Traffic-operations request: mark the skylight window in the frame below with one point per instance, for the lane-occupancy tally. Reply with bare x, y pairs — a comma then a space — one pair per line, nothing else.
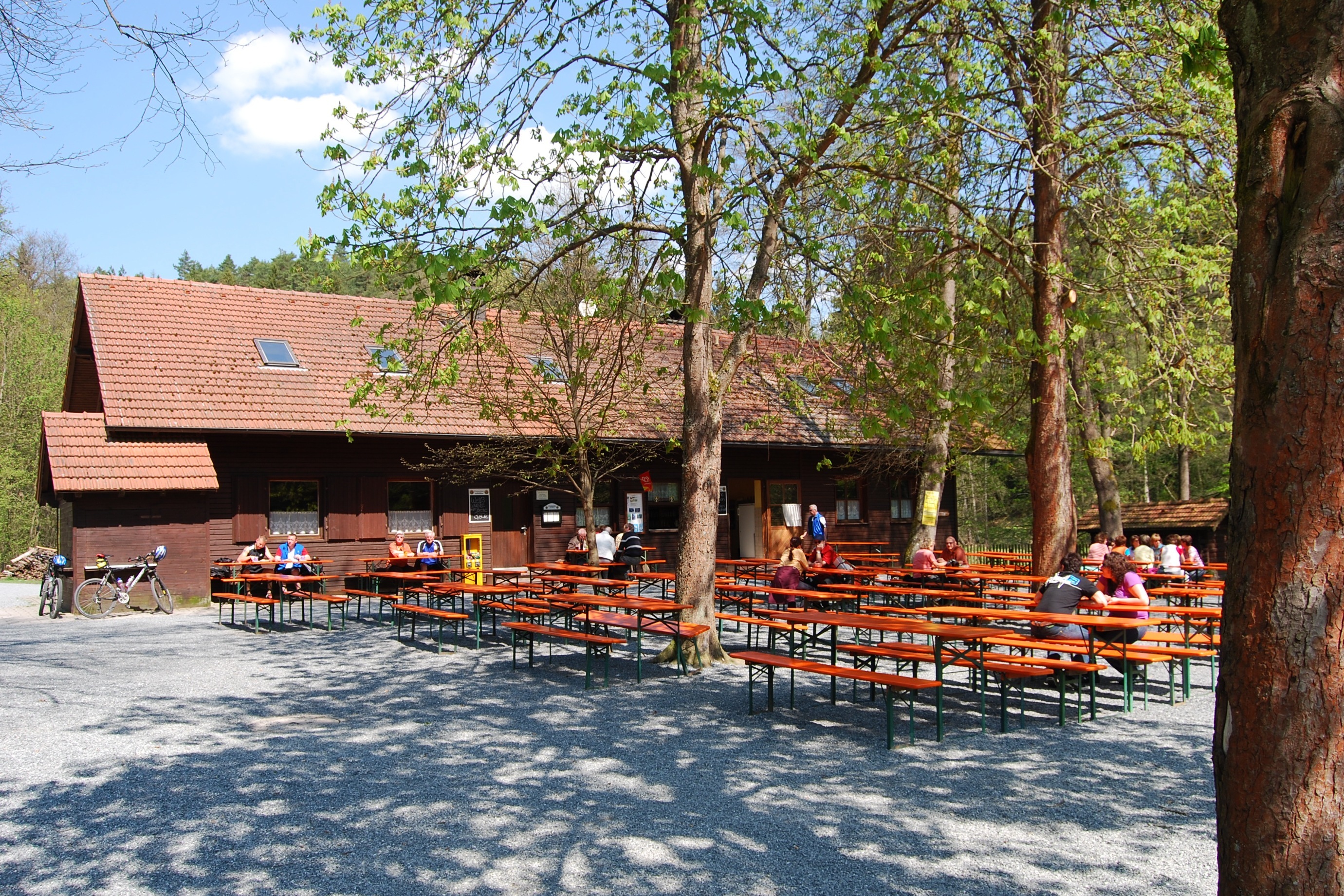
387, 359
549, 370
276, 352
806, 384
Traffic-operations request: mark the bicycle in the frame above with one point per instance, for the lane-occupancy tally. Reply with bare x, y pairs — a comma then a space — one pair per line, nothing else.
100, 596
50, 589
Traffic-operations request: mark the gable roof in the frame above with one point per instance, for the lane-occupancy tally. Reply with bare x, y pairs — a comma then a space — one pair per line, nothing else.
78, 456
181, 355
1203, 513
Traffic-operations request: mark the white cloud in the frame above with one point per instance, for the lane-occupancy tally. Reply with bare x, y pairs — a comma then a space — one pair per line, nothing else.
278, 100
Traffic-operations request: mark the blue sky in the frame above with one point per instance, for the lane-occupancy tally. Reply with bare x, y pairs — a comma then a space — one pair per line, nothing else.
140, 210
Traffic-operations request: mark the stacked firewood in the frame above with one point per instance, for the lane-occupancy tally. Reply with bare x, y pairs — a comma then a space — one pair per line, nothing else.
30, 565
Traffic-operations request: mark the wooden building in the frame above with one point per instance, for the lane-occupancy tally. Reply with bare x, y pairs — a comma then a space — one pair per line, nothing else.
1205, 520
201, 416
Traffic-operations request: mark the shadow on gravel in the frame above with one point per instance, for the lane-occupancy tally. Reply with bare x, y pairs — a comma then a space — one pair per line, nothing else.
371, 769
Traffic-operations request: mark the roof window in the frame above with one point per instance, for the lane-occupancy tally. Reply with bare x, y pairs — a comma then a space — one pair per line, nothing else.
276, 352
549, 370
806, 384
387, 359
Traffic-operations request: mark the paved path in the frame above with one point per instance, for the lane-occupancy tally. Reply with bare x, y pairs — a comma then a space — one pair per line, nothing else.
170, 755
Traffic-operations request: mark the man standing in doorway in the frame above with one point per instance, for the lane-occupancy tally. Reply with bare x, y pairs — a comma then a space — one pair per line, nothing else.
816, 527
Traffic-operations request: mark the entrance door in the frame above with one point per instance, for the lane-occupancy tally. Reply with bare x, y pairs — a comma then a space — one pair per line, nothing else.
783, 518
509, 534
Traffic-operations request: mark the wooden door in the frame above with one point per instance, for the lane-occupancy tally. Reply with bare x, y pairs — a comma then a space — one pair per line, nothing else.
509, 535
783, 516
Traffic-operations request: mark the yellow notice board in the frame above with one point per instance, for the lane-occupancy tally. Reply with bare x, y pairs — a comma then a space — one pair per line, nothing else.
930, 510
472, 559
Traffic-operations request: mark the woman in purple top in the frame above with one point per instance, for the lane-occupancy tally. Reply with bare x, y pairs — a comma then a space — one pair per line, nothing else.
1123, 584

**What the exercise asks**: Skipping all images, output the listing exactly.

**Problem solution**:
Traffic-operations request: mark the skylight window in the frame below with one point per instance, for the lane-occupancy tally. Reply with bare x, y pairs — a comma then a space — one pair per line, nothing else.
387, 359
549, 370
276, 352
806, 384
Traffic-operations request: mark the bicycle in the frame above with one point per instance, for the lane-occupancy tally. Reply with bare x, y pairs — a comma then a space — one pair per line, nothing else.
100, 596
50, 589
Traffic-operations request: mark the gable roof in the frame above with one point per instance, for the lane-occupancy tally. Reply with bare x, y pairs — a comma then a space — one pair per line, nothing else.
78, 456
181, 355
1203, 513
Traffic-operations request: mark the white cloud in the frame above with one point per instance, for the lane-occupancy tally. Reply with bare x, y pairs — a comma then a space — one pair per line, nothing else.
278, 100
Traffic-operations request: mark the blue sky in the frame above with one point per instance, for the lane-occupancy tally. Reply with bare x, y pairs — a comma then a space — one pair per line, nothing else.
140, 210
Traffic-operations request: mark the stacked firewood in the frame above with one point per instance, for the lane-occupancy tally. Reply with bare x, y pairs — a comma then a space — one pair per line, nothing else.
30, 565
Traffic-operations request: mark the wooden building in the frame above with one point per instance, for the lane-occupancy tally. Reply with bare x, y pairs — a comma then a space — one pair per line, nothing else.
1205, 520
201, 416
Traffic-operations request: mark the shadow on gravel in the frame above with one point per instance, for the lane-occupancy tally. Reply with bare x, y pairs — a comma then a space — one pair per line, nothing else.
371, 769
Traffic-operations request: mark the roof window in the frame above with one point per instance, for the lane-occupancy tally. Reply with bare x, y pairs — a comma then a space — one pair per line, nothing else.
276, 352
549, 370
806, 384
387, 359
Traffic-operations request: mark the paved path in the frame above with one point per instance, for the lane-occupancy tally. Reply with bare x, y pairs — a comma then a space — one pair per line, nothing else.
170, 755
Traffic-operations request: mark the man standing in doorway in the frame above with one point per instance, for the lane-occupancy tally. Reply with bare x, y pairs — a comma then a space — one pair per line, nothing else.
816, 527
Traffic-operations request: mark the entrance door in the frame above with one point per instance, for the lane-occupancy tally. Reply with bare x, y pairs — a comma then a space — one pair per line, nothing else.
783, 518
509, 534
Traffic-operations request: mark the wooden door in the frame above with one point per instance, for the lane-occupancy tally. Reply with bare x, y pairs — a comma then a space — one pair per line, nothing else.
509, 535
783, 516
Traffic-operations request: mark the yellow notice board in the frame above with one point per instance, for the lane-occupancy tally. Reply with bare x, y pairs — a comma then a space — one pair per line, nothing else.
930, 510
472, 559
Traffic-operations request: mark the woman in purple top in the frame above with one point per instance, for the lane-occupancy tally. Reply with bare x, y pairs — a comma then a space — one pair per line, nothing else.
1123, 584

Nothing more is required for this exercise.